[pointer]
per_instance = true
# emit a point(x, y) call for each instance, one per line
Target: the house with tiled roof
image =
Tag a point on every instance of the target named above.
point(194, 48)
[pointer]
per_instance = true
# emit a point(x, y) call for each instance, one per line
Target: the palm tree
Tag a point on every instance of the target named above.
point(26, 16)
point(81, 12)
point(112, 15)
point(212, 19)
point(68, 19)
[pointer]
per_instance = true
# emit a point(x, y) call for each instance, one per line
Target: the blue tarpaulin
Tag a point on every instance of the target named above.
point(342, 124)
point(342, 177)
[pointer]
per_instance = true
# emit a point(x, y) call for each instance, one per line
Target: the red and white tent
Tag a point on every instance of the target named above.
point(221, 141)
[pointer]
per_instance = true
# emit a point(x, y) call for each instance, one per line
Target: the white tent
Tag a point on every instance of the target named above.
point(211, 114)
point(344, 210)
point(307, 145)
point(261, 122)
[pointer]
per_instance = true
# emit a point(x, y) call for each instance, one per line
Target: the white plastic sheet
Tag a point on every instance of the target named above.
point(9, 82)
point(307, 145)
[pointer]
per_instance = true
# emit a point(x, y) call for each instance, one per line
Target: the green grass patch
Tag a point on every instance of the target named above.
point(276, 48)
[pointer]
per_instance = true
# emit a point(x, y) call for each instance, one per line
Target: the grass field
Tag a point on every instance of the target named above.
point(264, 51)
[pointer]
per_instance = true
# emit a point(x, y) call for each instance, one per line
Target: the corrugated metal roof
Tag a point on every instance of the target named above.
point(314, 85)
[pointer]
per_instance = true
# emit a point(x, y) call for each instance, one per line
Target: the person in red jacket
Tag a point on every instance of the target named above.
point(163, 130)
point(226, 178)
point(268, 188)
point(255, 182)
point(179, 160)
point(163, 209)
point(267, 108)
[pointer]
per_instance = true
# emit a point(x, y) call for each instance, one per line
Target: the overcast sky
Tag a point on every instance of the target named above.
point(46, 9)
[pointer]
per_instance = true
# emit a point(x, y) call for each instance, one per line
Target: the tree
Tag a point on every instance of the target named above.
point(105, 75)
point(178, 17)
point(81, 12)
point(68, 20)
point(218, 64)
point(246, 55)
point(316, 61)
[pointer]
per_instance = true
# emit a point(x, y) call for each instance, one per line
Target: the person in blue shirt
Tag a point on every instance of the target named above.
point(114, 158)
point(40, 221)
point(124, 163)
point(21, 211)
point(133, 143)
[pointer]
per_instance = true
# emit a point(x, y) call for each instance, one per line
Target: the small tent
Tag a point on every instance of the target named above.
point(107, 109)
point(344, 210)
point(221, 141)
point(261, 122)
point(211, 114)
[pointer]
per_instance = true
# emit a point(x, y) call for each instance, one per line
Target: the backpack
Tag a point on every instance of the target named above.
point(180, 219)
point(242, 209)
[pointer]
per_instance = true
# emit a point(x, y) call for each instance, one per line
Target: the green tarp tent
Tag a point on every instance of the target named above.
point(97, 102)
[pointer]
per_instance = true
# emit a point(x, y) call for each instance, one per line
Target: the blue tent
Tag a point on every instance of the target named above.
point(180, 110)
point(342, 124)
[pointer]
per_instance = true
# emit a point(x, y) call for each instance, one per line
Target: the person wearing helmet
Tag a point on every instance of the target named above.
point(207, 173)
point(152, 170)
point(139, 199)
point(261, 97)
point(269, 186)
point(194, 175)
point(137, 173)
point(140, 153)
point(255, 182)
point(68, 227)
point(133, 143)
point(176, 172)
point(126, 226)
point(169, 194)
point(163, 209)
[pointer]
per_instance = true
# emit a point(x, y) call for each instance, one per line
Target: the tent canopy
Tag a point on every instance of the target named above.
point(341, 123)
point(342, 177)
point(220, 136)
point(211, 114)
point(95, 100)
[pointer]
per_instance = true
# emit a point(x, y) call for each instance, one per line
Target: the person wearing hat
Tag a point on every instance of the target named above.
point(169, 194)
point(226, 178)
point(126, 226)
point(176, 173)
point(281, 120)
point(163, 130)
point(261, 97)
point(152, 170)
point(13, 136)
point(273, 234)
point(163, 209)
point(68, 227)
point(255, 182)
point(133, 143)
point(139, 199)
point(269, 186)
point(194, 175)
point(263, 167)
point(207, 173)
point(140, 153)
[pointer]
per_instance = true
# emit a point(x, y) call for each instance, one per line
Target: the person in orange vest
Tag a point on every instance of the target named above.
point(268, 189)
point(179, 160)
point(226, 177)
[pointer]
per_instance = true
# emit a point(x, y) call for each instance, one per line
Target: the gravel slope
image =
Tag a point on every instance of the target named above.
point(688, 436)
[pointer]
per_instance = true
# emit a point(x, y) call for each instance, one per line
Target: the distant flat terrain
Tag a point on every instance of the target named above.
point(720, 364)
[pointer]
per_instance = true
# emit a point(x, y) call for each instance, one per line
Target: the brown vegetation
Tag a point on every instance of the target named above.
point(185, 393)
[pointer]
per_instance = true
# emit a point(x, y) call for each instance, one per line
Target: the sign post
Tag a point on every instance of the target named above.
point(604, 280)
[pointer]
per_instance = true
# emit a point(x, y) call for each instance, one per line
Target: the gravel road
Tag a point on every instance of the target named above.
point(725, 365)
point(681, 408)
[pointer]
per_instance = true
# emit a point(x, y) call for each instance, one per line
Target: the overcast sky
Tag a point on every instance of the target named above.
━━━━━━━━━━━━━━━━
WORK TO COMPLETE
Please count how many lines in the items above contain the word "tree", and reply with only that number.

THE REPLY
2